Tekst źródłowy.
....

W okolicznościach niniejszej sprawy należało poczynić ustalenie faktyczne, że do rozwiązania przedmiotowej umowy najmu lokalu doszło w 2009 roku na skutek wypowiedzenia umowy najmu przez pozwaną (co zostanie szerzej omówione niżej). W pozostałym istotnym dla rozstrzygnięcia sporu zakresie Sąd Apelacyjny przyjmuje za własne ustalenia faktyczne Sądu Okręgowego.

Wprawdzie ze względu na bezwzględną nieważność postanowienia § 8 umowy najmu nie mogło dojść do ustania stosunku najmu na skutek niezapłacenia czynszu najmu za okres 2 miesięcy, a przepis art. 687 k.c. daje uprawnienie do wypowiedzenia umowy najmu bez zachowania terminów wypowiedzenia wynajmującemu i to po wcześniejszym uprzedzeniu najemcy lokalu, tym niemniej zachowanie najemcy (pozwanej) jednoznacznie oświadczającej wobec osób uprawnionych do reprezentowania powódki (zarządcy nieruchomości M. P. (3) i pełnomocnika powódki radcy prawnego R. K.), iż uważa ona, że do rozwiązania umowy najmu doszło, należy uznać za jej oświadczenie woli o wypowiedzeniu umowy najmu, a zatem skutkowało ono ustaniem stosunku najmu po upływie trzymiesięcznego okresu najmu, jeszcze w 2009 roku.

....

Wiersze.
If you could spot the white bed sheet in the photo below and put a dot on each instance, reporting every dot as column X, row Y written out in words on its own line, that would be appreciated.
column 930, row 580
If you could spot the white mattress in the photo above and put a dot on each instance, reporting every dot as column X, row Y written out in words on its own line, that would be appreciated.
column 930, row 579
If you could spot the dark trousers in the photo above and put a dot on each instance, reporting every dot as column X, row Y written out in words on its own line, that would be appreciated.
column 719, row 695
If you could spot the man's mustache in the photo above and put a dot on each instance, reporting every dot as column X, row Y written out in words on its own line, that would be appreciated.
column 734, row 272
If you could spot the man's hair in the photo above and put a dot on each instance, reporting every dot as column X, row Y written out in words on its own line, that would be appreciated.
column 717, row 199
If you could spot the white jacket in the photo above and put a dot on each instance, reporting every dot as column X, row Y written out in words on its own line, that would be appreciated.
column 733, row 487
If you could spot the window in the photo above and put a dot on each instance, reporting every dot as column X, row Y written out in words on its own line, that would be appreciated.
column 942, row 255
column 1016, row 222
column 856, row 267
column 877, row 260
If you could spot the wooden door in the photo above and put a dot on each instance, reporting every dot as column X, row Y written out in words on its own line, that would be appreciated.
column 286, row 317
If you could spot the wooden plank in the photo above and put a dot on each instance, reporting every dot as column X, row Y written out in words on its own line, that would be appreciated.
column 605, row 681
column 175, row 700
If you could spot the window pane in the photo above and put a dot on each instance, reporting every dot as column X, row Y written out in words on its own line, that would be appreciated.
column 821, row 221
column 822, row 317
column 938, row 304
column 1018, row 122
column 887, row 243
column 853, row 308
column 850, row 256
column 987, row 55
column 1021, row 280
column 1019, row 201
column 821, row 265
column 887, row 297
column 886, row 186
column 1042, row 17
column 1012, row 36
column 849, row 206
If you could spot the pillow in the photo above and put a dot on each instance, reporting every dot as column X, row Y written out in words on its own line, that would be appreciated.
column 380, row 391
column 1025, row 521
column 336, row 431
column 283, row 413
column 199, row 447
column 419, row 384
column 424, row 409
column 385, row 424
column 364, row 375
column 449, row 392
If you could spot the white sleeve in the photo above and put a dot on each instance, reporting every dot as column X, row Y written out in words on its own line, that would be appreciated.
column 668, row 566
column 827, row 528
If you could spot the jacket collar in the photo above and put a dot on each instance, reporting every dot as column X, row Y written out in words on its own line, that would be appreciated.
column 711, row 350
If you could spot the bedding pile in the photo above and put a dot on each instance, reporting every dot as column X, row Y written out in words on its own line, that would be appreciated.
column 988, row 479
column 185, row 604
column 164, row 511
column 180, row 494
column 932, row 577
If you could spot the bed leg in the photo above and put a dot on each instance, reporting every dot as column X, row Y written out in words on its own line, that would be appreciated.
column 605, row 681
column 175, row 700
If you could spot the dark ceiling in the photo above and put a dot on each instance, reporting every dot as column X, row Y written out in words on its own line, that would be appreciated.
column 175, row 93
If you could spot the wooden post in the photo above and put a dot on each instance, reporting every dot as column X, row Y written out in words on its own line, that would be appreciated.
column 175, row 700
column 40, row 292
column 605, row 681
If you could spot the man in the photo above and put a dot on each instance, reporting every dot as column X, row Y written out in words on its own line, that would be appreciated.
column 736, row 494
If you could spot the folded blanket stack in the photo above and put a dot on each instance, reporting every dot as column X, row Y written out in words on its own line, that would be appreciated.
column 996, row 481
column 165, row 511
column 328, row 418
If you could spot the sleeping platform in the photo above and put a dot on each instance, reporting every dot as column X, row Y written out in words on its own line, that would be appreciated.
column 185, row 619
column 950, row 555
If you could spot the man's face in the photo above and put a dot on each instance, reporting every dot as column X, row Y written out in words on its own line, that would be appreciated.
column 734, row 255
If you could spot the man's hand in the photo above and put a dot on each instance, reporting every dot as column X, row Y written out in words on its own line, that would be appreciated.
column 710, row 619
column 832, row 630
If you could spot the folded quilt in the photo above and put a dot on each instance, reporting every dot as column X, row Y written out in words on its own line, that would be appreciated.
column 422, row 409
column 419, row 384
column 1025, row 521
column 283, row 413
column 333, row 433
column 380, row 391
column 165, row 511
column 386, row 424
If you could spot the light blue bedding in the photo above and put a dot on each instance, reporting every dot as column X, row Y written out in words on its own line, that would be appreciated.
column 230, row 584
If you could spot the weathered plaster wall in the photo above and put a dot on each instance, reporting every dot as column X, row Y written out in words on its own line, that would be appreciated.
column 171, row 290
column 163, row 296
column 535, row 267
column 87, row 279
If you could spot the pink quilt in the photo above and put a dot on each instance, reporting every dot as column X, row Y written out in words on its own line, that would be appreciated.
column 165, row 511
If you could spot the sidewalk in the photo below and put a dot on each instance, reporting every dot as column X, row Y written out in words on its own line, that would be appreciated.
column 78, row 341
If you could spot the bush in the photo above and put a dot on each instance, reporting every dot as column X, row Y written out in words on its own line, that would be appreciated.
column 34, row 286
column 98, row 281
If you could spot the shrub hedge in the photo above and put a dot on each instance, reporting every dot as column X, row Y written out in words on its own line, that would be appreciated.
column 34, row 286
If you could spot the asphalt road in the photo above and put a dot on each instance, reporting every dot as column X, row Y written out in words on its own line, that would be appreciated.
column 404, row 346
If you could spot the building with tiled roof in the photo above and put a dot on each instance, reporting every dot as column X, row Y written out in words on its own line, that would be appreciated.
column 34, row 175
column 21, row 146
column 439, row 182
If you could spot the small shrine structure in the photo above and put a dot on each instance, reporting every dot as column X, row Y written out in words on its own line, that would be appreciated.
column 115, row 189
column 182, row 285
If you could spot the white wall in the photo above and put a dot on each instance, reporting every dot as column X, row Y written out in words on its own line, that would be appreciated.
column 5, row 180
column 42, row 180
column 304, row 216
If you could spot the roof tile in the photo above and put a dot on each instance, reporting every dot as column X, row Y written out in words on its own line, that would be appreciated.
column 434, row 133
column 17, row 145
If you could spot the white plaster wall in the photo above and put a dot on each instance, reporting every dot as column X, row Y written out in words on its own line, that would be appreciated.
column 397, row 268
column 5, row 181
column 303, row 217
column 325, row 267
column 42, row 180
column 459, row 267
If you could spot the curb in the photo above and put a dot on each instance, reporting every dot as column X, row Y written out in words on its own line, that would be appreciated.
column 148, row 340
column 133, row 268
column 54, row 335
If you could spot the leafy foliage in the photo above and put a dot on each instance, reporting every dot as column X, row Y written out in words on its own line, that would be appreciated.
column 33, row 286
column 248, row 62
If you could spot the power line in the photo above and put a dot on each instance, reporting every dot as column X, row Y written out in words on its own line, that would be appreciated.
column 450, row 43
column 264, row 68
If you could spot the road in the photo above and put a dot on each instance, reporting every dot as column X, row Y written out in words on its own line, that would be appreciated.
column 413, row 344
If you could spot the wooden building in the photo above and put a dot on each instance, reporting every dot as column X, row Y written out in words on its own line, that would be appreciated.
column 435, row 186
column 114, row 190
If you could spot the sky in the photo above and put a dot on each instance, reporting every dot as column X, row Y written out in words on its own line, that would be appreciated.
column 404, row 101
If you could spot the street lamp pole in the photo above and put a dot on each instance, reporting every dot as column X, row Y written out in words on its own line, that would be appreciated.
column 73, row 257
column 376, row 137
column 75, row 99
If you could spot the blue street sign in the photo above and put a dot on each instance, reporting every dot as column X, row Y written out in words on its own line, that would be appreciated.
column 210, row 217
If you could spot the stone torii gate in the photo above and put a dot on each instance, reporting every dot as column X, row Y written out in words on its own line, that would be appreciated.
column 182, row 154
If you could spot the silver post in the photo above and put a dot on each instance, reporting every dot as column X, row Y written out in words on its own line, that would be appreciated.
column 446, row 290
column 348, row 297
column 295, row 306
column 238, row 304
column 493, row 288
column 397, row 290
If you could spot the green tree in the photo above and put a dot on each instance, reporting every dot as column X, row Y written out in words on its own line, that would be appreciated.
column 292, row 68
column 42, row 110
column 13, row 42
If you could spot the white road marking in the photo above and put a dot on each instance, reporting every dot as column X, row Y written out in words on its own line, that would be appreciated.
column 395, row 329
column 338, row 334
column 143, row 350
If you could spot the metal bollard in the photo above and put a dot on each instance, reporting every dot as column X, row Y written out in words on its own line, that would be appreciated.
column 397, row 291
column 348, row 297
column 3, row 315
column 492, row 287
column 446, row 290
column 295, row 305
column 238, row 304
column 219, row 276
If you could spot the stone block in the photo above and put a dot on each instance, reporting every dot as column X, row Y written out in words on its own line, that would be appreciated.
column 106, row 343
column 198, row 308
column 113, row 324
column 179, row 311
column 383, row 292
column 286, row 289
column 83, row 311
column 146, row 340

....

Zadania.
• 1. Który przepis, według fragmentu o rozwiązaniu umowy najmu, pozwala wynajmującemu wypowiedzieć umowę najmu bez zachowania terminów wypowiedzenia?
• 2. Wypisz wszystkie sądy, strony sporu i osoby oznaczone inicjałami, które pojawiają się we fragmencie o rozwiązaniu umowy najmu.
• 3. Napisz dalszy ciąg fragmentu o rozwiązaniu umowy najmu, zaczynając od następnego zdania po ostatnim zdaniu tekstu.

Odpowiedzi.
• 1. Art. 687 k.c.

• 2. Sąd Apelacyjny, Sąd Okręgowy, pozwana, powódka, zarządca nieruchomości M. P. (3), radca prawny R. K.

• 3.
Z wiarygodnych zeznań pozwanej wynika, że wiosną 2009 roku rozmawiała z M. P. (3) na temat zakończenia umowy najmu i zarządca nieruchomości potwierdził jej, że jej zachowanie w postaci niepłacenia czynszu najmu prowadzi do rozwiązania umowy najmu (k. 400v, 274v). Rozmawiała na temat najmu również z R. K., mogło to być latem lub jesienią 2009 roku, ale przed podpisaniem umowy najmu z gminą (którą zawarła w listopadzie 2009 roku). Nie uzyskała od niego żadnej informacji na temat nieważności postanowienia § 8 umowy, czy wariantów jej zachowania w stosunku do powódki, a pełnomocnik powódki ograniczył się do wypowiedzi „róbcie, co chcecie” (k. 400v, 273-274).

M. P. (3), osoba niewątpliwie działająca na rzecz interesów powódki jako zarządca nieruchomości, potwierdził fakt tej rozmowy i wypowiedź pozwanej, która stwierdziła, że umowa między nią a powódką przestała obowiązywać, przyznając, że prosił wówczas pozwaną, aby skierowali do pełnomocnika powódki pismo, w którym zajmą stanowisko, że umowa się rozwiązała, ponieważ przestali płacić czynsz (k 275v).

Również D. K. zeznał, że nie złożyli wypowiedzenia w formie pisemnej z tego względu, iż M. P. (3) powiedział, że przez to, iż nie płacą czynszu przez kilka miesięcy, umowa ulega rozwiązaniu. Potwierdził to w rozmowie z nimi również R. K. (k. 276v).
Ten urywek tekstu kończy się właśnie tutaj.